Reproduce the material below with "wagon roof" changed to "carriage roof" and nothing else altered.

## start

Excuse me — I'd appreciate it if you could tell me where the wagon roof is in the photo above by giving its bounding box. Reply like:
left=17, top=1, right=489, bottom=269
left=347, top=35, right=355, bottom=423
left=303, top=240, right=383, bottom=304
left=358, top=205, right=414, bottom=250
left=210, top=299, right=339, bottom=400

## end

- [The result]:
Excuse me — I'd appreciate it if you could tell me where the carriage roof is in the photo above by giving its bounding box. Reply like:
left=17, top=1, right=489, bottom=269
left=347, top=35, right=355, bottom=423
left=303, top=240, right=383, bottom=304
left=358, top=205, right=414, bottom=250
left=210, top=299, right=339, bottom=400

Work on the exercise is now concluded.